Dans le texte à quelques endroits, Frank Herbert laisse Paul passer pour ce qu'il est - un ado de 15 ans - qui se comporte en tant que tel (il fait semblant de dormir, ne prend pas la situation au sérieux, fait preuve de naïveté déplacée), mais l'auteur montre bien que l'héritier n'est pas d'âme bohème: il est instruit et capable. Et ce en combat et en gouvernance.
La confusion, songea Paul. Cela s’achève dans la confusion. Ses yeux ne quittaient pas les dos des hommes qui s’éloignaient. Auparavant, les réunions s’étaient toujours terminées dans une atmosphère de décision mais celle-ci semblait s’être effritée, usée par ses propres insuffisances. Et, pour la première fois, Paul se permit de songer à la possibilité d’une défaite. Et cela ne venait pas de la peur qu’il aurait pu éprouver ni des avertissements, comme celui de la Révérende Mère. Il affrontait simplement cette idée, ayant estimé de lui-même la situation.
Mon père est désespéré, se dit-il. Les choses ne tournent pas bien du tout pour nous.

(Entrées de données recueillies)
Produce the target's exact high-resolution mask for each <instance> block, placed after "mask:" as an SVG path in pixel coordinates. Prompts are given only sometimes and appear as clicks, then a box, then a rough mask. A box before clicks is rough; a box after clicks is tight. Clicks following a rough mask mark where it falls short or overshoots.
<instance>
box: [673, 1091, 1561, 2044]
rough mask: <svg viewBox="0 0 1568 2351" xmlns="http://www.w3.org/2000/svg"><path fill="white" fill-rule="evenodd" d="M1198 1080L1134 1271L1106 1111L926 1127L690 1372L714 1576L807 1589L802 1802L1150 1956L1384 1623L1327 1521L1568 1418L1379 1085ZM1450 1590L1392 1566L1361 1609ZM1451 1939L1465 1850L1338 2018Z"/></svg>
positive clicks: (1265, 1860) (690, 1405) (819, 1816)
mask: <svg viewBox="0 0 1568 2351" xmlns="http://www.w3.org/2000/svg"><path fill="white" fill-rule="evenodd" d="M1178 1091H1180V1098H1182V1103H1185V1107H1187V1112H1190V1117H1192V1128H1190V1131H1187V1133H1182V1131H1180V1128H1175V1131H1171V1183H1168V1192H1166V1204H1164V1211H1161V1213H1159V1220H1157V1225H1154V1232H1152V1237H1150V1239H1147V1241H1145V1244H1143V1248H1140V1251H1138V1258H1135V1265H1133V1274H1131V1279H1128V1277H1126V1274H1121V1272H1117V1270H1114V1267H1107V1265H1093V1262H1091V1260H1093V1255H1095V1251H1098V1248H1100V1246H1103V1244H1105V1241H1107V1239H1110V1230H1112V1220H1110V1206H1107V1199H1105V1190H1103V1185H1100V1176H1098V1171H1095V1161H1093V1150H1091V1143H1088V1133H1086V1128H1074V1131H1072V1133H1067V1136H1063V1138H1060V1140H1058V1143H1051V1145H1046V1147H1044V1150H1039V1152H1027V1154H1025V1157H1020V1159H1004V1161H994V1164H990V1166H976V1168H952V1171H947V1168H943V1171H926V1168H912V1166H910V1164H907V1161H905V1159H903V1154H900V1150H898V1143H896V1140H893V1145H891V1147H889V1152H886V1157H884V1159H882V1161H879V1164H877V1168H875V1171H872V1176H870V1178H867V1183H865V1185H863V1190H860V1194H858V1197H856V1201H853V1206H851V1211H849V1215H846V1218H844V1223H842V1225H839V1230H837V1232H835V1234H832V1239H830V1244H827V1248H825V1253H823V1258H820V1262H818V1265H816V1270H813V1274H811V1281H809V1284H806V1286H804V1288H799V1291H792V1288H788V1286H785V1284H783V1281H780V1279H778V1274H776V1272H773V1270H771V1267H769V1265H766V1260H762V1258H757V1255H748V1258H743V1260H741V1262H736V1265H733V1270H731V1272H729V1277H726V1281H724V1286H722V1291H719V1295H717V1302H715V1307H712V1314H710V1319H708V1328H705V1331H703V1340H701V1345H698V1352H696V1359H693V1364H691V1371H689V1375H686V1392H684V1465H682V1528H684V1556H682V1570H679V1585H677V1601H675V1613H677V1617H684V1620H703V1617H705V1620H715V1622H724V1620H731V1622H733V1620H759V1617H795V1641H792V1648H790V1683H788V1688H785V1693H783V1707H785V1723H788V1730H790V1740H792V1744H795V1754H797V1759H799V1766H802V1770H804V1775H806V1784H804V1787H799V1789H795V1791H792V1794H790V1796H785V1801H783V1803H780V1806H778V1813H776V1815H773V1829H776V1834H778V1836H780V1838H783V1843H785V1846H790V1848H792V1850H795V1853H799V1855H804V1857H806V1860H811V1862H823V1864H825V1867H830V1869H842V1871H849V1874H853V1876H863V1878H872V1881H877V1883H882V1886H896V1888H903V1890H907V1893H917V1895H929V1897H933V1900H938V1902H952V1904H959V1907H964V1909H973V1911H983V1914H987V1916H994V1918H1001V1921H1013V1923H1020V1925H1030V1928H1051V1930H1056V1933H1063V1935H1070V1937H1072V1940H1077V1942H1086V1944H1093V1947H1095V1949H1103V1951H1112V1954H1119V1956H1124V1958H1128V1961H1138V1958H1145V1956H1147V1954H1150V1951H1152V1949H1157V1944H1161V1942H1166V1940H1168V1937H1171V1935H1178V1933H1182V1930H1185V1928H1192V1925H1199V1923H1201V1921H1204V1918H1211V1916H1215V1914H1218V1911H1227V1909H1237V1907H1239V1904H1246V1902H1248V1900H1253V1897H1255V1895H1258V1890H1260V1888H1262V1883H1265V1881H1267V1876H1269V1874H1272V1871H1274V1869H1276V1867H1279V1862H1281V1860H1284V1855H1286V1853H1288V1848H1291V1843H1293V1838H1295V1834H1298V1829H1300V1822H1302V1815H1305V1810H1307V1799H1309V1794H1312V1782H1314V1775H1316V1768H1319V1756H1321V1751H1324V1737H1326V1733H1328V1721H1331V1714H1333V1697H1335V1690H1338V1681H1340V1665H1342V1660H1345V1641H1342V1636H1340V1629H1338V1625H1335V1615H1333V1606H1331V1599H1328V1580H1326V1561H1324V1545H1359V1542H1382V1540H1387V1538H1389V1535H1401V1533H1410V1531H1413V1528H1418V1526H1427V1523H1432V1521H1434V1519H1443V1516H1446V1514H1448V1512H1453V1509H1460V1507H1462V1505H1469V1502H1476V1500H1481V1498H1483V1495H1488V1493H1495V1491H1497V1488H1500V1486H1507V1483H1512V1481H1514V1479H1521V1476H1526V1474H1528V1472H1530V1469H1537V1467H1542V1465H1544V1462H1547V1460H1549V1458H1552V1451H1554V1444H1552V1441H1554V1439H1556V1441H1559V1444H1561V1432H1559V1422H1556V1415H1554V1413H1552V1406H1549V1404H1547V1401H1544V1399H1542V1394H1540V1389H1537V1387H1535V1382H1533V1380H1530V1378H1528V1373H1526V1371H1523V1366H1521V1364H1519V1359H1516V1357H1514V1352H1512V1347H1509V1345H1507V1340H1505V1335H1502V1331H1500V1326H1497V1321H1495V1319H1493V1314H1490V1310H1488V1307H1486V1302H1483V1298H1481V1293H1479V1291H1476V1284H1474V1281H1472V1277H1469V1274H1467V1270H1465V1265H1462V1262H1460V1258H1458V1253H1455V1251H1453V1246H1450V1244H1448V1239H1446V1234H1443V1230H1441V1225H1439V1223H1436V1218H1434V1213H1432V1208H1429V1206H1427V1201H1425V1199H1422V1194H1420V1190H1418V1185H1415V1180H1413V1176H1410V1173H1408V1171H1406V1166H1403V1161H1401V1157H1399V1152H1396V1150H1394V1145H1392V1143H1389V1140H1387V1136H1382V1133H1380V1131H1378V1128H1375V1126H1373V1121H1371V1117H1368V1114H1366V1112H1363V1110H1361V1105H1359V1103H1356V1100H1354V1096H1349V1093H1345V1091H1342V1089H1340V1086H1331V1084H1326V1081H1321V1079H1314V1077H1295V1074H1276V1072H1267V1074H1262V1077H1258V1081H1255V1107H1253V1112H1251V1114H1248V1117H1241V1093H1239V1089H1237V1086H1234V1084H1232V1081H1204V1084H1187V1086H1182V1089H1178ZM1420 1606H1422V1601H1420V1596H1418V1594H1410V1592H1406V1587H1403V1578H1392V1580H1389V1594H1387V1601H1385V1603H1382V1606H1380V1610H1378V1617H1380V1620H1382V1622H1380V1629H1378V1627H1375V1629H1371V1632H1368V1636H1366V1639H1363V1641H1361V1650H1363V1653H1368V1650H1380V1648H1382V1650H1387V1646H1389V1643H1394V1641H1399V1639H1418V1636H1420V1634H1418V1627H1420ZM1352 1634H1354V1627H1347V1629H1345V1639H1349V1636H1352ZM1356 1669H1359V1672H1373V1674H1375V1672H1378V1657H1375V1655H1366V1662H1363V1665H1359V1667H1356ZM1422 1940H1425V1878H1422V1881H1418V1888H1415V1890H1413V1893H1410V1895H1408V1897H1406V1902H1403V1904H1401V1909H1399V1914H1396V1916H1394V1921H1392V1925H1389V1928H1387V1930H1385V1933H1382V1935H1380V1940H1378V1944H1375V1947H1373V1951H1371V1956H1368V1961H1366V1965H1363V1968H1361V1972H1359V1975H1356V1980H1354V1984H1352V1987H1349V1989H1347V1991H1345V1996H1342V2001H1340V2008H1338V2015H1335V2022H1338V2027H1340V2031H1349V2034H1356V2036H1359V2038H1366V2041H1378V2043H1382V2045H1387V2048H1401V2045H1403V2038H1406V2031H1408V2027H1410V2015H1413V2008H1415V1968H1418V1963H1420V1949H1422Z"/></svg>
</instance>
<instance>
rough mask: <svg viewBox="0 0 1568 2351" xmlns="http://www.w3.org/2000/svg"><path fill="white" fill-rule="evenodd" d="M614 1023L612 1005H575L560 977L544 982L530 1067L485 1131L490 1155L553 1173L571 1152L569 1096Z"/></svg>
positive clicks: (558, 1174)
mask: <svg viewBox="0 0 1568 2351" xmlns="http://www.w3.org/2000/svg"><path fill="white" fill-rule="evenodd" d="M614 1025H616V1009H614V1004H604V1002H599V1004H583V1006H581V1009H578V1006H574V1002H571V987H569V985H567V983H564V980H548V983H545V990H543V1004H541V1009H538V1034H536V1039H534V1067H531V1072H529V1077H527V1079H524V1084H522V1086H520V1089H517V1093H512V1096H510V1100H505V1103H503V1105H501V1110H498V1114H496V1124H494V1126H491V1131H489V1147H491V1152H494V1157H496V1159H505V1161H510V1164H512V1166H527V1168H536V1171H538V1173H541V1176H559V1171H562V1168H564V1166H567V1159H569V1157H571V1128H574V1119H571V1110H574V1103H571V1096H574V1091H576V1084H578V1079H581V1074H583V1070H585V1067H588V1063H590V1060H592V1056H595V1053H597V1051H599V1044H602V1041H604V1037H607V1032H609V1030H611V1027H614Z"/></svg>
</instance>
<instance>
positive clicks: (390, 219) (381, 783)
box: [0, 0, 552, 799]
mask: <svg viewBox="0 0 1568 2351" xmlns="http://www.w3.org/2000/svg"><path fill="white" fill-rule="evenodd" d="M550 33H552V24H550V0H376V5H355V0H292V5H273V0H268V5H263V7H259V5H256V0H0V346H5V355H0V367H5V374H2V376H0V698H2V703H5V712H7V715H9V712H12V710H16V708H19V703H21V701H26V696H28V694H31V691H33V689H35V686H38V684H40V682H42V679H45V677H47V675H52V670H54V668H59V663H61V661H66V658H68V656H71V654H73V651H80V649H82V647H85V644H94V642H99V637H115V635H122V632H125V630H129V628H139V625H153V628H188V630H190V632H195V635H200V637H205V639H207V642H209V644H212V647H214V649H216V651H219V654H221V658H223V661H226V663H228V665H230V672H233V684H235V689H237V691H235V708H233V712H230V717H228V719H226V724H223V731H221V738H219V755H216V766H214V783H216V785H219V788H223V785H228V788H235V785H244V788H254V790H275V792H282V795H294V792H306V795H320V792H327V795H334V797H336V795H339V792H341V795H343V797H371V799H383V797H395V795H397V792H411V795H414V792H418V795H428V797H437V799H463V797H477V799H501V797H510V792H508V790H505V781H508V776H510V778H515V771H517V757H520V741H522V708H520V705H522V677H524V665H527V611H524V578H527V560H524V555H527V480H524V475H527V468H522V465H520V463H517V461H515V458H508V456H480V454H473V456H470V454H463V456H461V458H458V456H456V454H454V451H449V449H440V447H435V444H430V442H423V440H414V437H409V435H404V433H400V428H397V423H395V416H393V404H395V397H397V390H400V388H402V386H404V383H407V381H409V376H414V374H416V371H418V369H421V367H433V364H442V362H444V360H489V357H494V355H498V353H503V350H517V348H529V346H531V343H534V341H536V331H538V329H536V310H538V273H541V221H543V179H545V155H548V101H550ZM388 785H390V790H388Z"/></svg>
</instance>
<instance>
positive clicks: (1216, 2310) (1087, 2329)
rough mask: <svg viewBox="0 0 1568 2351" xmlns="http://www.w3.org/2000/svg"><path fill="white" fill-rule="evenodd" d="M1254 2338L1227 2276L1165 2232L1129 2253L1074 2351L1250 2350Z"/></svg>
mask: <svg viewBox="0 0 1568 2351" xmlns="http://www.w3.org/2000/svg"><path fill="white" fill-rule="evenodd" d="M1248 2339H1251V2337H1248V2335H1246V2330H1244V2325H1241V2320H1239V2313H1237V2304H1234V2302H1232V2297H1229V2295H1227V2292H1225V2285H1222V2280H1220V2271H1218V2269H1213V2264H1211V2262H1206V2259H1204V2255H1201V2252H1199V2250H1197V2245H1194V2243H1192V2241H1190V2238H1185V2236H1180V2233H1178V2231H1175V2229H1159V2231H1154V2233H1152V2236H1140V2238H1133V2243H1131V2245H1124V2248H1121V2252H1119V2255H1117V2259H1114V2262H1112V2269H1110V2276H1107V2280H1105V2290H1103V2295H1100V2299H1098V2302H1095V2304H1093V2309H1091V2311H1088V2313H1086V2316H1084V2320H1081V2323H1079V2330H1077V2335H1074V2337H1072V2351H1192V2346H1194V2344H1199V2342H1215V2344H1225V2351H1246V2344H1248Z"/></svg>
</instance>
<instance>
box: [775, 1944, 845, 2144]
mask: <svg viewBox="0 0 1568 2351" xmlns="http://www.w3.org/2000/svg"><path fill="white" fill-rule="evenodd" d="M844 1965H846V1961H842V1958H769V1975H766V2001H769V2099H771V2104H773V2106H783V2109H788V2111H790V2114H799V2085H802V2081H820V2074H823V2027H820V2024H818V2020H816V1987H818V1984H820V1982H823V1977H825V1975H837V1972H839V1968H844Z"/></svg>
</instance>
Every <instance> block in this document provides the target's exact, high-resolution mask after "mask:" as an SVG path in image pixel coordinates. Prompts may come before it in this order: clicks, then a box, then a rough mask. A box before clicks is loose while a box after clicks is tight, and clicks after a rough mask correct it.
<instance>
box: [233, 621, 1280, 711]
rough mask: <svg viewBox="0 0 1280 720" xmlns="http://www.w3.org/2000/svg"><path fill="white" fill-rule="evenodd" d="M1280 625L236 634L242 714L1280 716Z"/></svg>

Exercice:
Reproduisez mot pour mot l'extrait sur Paul entre « Dans le texte » et « et en gouvernance. », ces deux passages compris. Les lignes de données constituent un matériau distinct de l'extrait sur Paul.

Réponse:
Dans le texte à quelques endroits, Frank Herbert laisse Paul passer pour ce qu'il est - un ado de 15 ans - qui se comporte en tant que tel (il fait semblant de dormir, ne prend pas la situation au sérieux, fait preuve de naïveté déplacée), mais l'auteur montre bien que l'héritier n'est pas d'âme bohème: il est instruit et capable. Et ce en combat et en gouvernance.